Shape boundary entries
=====

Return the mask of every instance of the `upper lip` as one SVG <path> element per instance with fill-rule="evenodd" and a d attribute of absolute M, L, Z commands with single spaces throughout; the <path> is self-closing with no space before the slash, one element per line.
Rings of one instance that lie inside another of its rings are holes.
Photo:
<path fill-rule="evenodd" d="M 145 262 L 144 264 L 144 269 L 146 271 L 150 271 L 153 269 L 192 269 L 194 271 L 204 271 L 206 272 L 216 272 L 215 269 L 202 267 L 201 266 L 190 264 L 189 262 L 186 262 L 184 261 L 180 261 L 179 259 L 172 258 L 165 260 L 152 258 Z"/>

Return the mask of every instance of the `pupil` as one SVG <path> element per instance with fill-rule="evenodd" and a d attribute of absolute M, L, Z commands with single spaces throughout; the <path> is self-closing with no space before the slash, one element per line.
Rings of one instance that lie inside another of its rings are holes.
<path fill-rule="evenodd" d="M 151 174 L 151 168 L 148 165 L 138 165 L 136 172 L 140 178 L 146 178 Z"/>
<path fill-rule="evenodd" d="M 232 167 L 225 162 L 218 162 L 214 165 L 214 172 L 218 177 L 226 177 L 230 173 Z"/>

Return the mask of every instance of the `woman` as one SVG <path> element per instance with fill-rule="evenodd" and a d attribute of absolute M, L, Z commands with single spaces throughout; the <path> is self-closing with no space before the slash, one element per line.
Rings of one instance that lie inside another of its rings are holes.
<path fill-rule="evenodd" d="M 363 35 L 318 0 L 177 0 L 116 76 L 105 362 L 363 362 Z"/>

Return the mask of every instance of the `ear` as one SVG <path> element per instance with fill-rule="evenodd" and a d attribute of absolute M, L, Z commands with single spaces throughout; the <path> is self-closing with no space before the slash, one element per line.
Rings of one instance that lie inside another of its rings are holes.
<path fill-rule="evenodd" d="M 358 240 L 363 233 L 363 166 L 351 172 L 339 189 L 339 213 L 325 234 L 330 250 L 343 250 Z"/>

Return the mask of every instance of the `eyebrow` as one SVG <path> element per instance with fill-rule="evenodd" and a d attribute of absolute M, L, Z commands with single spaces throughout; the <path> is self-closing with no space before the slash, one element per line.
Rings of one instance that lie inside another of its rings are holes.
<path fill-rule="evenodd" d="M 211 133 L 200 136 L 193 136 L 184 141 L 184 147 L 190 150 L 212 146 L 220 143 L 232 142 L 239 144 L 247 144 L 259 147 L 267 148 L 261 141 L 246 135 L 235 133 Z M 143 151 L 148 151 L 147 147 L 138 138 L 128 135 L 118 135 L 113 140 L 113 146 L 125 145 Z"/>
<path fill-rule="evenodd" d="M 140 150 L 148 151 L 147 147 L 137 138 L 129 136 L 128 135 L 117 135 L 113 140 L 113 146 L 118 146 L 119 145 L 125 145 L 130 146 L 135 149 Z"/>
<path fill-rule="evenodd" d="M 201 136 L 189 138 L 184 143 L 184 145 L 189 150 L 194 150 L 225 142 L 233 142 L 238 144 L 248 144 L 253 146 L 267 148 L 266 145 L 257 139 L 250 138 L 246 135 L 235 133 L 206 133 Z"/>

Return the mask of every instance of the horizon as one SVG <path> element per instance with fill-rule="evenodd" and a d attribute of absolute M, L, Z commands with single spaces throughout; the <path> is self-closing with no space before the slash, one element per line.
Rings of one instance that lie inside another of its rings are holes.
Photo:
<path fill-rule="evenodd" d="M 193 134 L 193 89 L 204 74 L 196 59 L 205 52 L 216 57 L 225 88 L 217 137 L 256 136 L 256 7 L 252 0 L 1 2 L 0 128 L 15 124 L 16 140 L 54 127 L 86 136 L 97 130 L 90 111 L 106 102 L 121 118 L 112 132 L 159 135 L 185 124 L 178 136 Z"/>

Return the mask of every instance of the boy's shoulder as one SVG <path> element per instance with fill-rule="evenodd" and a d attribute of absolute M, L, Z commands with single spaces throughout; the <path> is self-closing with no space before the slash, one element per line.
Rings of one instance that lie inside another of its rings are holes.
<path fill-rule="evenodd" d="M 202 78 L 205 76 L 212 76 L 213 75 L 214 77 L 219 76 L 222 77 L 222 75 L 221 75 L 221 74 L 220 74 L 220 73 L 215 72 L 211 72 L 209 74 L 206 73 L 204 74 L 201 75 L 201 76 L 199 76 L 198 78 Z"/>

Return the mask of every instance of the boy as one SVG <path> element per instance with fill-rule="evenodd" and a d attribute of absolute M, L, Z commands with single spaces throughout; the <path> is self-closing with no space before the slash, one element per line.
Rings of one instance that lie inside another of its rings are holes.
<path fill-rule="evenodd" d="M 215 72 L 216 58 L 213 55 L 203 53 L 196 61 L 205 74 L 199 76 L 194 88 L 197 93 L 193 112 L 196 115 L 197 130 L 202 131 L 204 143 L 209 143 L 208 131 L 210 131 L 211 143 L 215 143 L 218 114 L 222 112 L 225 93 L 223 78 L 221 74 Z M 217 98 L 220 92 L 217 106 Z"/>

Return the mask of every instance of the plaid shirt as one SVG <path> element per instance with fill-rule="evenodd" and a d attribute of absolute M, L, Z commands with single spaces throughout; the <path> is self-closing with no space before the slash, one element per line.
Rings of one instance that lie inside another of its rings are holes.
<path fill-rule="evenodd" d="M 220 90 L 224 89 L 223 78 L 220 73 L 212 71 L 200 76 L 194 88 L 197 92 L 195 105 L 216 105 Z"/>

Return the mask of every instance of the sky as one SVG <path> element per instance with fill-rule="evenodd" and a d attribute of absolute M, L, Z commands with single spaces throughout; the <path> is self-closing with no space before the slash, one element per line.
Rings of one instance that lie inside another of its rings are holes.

=====

Render every line of the records above as a numbered list, omitting blank lines.

> Finished answer
1. Return the mask of every instance of the `upper lip` as one SVG <path> element per instance with fill-rule="evenodd" and a d attribute of absolute M, L, Z commands with single spaces throughout; the <path> is self-closing with no space before the slash, one element per line.
2. Rings of one instance that lie inside another of its rings are holes.
3. Photo:
4. <path fill-rule="evenodd" d="M 145 262 L 144 264 L 144 269 L 146 271 L 150 271 L 153 269 L 192 269 L 194 271 L 204 271 L 206 272 L 216 272 L 215 269 L 202 267 L 201 266 L 190 264 L 189 262 L 186 262 L 184 261 L 180 261 L 179 259 L 172 258 L 165 260 L 152 258 Z"/>
5. Return the mask of every instance of the `pupil` as one SVG <path> element per instance with fill-rule="evenodd" and a d attribute of absolute M, L, Z commands with single spaces throughout; the <path> is self-closing with no space before the slash, one element per line.
6. Rings of one instance that lie inside another of its rings are holes.
7. <path fill-rule="evenodd" d="M 151 174 L 151 168 L 148 165 L 138 165 L 136 172 L 140 178 L 146 178 Z"/>
8. <path fill-rule="evenodd" d="M 232 167 L 225 162 L 218 162 L 214 165 L 214 172 L 218 177 L 226 177 L 230 173 Z"/>
9. Return the mask of every instance of the `woman` as one SVG <path> element per instance with fill-rule="evenodd" and a d attribute of absolute M, L, Z commands with single spaces throughout; the <path> is self-closing with no space before the slash, one element per line.
10. Rings of one instance that lie inside another of its rings are holes.
11. <path fill-rule="evenodd" d="M 363 35 L 318 0 L 177 0 L 116 76 L 105 362 L 363 362 Z"/>
12. Return the mask of every instance of the `ear` as one SVG <path> element per instance with fill-rule="evenodd" and a d attribute of absolute M, L, Z commands with single spaces throughout; the <path> is self-closing with no space before the slash, one element per line.
13. Rings of one instance that lie inside another of its rings are holes.
14. <path fill-rule="evenodd" d="M 358 240 L 363 233 L 363 166 L 351 172 L 339 189 L 339 213 L 325 234 L 330 250 L 343 250 Z"/>
15. Return the mask of every instance of the `eyebrow` as one SVG <path> element per instance with fill-rule="evenodd" and a d attribute of absolute M, L, Z commands with single spaces throughout; the <path> is self-closing with no space before the slash, one element per line.
16. Rings of one instance that lie inside another of its rings are holes.
17. <path fill-rule="evenodd" d="M 211 133 L 200 136 L 193 136 L 184 141 L 184 147 L 190 150 L 212 146 L 220 143 L 232 142 L 239 144 L 247 144 L 259 147 L 267 148 L 261 141 L 246 135 L 235 133 Z M 143 151 L 148 151 L 147 147 L 138 138 L 128 135 L 118 135 L 113 140 L 113 146 L 125 145 Z"/>
18. <path fill-rule="evenodd" d="M 140 150 L 148 151 L 147 147 L 137 138 L 129 136 L 128 135 L 117 135 L 113 140 L 113 146 L 118 146 L 119 145 L 125 145 L 130 146 L 135 149 Z"/>
19. <path fill-rule="evenodd" d="M 201 136 L 189 138 L 184 143 L 184 145 L 189 150 L 194 150 L 225 142 L 233 142 L 238 144 L 248 144 L 253 146 L 267 148 L 266 145 L 257 139 L 250 138 L 246 135 L 235 133 L 206 133 Z"/>
20. Return the mask of every instance of the horizon as one SVG <path> element per instance with fill-rule="evenodd" and a d attribute of absolute M, L, Z commands with single spaces throughout; the <path> is self-closing with no space before the slash, one element per line.
21. Rings of one instance that lie inside another of its rings are holes.
22. Photo:
23. <path fill-rule="evenodd" d="M 193 134 L 193 89 L 204 74 L 196 59 L 205 52 L 216 57 L 225 88 L 217 137 L 256 136 L 256 7 L 252 0 L 1 2 L 0 128 L 15 124 L 16 140 L 54 127 L 86 136 L 97 130 L 90 111 L 106 102 L 121 118 L 112 132 L 159 135 L 185 124 L 178 136 Z"/>
24. Return the mask of every instance of the boy's shoulder as one SVG <path> element per instance with fill-rule="evenodd" and a d attribute of absolute M, L, Z commands with single spaces throughout; the <path> is self-closing with no space before the slash, one element per line.
25. Rings of one instance that lie inside another of its rings are holes.
26. <path fill-rule="evenodd" d="M 202 78 L 205 76 L 212 76 L 213 75 L 214 77 L 219 76 L 222 77 L 222 75 L 221 75 L 221 74 L 220 74 L 220 73 L 215 72 L 211 72 L 209 74 L 206 73 L 204 74 L 201 75 L 201 76 L 199 76 L 198 78 Z"/>
27. Return the mask of every instance of the boy as one SVG <path> element per instance with fill-rule="evenodd" and a d attribute of absolute M, L, Z commands with single spaces throughout; the <path> is self-closing with no space before the slash, one element per line.
28. Rings of one instance that lie inside another of its rings are holes.
29. <path fill-rule="evenodd" d="M 215 72 L 216 58 L 213 55 L 203 53 L 196 61 L 205 74 L 199 76 L 194 88 L 197 93 L 193 112 L 196 115 L 197 130 L 202 131 L 204 143 L 209 143 L 208 131 L 210 131 L 211 143 L 215 143 L 218 114 L 222 112 L 225 93 L 223 78 L 221 74 Z M 217 98 L 220 92 L 217 106 Z"/>
30. Return the mask of every instance of the plaid shirt as one SVG <path> element per instance with fill-rule="evenodd" and a d attribute of absolute M, L, Z commands with single spaces throughout; the <path> is self-closing with no space before the slash, one element per line.
31. Rings of one instance that lie inside another of its rings are holes.
32. <path fill-rule="evenodd" d="M 220 90 L 224 89 L 223 78 L 220 73 L 212 71 L 200 76 L 194 88 L 197 92 L 195 105 L 216 105 Z"/>
33. Return the mask of every instance of the sky as one SVG <path> element per instance with fill-rule="evenodd" and a d attribute of absolute M, L, Z commands with single spaces throughout; the <path> is self-closing with no space before the slash, one element per line.
34. Rings of one instance that lie inside another of its rings are holes.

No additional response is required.